## TASKS TO PERFORM:
1. Answer these questions from the text about Helena, labeling each answer (a), (b), (c) to match:
(a) In Poland, who did Helena come out to?
(b) For how many years did she have to attend the religion class?
(c) Where did she march with the rainbow?
2. Rewrite everything in the text about Helena from "In her Polish" down to "on the internet.", putting "secondary school" in place of "high school".

(SOURCE EXTRACT)

In Poland, Helena only came out to her mom, sisters, and close friends. Now that she’s here in Groningen, she doesn’t hide it at all. ‘I don’t even feel the need to come out because it’s been a part of me since always’, she says.
In her Polish school, Helena had mandatory Catholic religion classes. If a student wanted to sign off, they’d have to make an application to stop attending religion. ‘As I got older, I realised I don’t believe in God anymore. But my mom said: “You were raised Christian, so you have to stay Christian.” And so, I couldn’t do anything about it and had to attend the class for six years.’
What’s more, Polish schools barely teach kids about straight relationships, let alone queer ones, says Helena. They even had a proper marriage course in high school where she and her classmates were told that it’s bad to use condoms or that a wife must keep her man satisfied and always be available for him in bed. ‘Religion was always a lesson for me to sleep or be on my phone.’ And what she truly wanted to know, she had to find out on the internet.
In her purple ‘uniform’, Helena joined the marching pride crowd, not far from where she lives. She marched with the rainbow to Grote Markt..

(End SOURCE EXTRACT)
(LISTED ENTRIES)

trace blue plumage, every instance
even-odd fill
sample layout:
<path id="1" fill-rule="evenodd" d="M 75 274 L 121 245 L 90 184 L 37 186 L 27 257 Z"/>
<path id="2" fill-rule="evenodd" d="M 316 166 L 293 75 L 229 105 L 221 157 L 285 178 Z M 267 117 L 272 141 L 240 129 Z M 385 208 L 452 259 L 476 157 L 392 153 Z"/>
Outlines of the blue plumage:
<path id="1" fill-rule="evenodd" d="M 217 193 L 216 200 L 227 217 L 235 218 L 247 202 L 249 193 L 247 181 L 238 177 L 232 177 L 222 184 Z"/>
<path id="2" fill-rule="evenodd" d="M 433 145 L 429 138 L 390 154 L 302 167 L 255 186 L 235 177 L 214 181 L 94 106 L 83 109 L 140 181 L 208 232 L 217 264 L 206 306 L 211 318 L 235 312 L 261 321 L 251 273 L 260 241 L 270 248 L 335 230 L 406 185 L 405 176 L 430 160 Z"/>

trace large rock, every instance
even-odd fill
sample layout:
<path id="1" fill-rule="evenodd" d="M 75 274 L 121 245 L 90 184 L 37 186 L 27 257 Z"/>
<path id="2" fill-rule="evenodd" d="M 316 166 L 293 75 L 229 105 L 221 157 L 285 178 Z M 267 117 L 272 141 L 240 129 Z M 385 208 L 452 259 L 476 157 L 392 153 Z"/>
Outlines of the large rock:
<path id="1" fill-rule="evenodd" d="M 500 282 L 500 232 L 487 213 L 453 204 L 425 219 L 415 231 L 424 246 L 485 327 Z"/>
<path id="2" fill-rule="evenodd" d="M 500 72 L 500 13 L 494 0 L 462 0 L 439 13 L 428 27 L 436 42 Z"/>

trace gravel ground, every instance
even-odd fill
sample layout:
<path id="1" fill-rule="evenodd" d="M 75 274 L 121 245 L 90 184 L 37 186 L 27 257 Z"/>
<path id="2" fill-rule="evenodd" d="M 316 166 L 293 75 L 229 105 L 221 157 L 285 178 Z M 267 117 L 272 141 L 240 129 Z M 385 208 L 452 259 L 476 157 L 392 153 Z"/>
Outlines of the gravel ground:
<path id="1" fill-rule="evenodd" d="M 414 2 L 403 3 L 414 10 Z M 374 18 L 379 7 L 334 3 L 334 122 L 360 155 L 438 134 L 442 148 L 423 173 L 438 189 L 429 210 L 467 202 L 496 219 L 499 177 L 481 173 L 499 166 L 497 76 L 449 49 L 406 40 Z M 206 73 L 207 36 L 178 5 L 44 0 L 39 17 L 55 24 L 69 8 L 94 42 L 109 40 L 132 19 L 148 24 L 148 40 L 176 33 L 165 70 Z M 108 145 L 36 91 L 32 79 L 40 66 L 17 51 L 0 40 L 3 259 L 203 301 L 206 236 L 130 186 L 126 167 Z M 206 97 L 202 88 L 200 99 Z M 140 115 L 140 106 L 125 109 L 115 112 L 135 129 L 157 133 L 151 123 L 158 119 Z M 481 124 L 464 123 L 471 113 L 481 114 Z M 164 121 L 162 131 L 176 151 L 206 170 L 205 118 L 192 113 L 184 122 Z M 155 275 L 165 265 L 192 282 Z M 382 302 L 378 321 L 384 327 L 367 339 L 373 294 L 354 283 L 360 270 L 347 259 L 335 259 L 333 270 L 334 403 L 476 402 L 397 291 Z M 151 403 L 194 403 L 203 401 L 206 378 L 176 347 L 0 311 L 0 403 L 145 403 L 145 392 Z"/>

(End LISTED ENTRIES)

## ANSWERS PROVIDED:
1.
(a) Her mom, sisters, and close friends.
(b) Six years.
(c) To Grote Markt.

2.
In her Polish school, Helena had mandatory Catholic religion classes. If a student wanted to sign off, they’d have to make an application to stop attending religion. ‘As I got older, I realised I don’t believe in God anymore. But my mom said: “You were raised Christian, so you have to stay Christian.” And so, I couldn’t do anything about it and had to attend the class for six years.’
What’s more, Polish schools barely teach kids about straight relationships, let alone queer ones, says Helena. They even had a proper marriage course in secondary school where she and her classmates were told that it’s bad to use condoms or that a wife must keep her man satisfied and always be available for him in bed. ‘Religion was always a lesson for me to sleep or be on my phone.’ And what she truly wanted to know, she had to find out on the internet.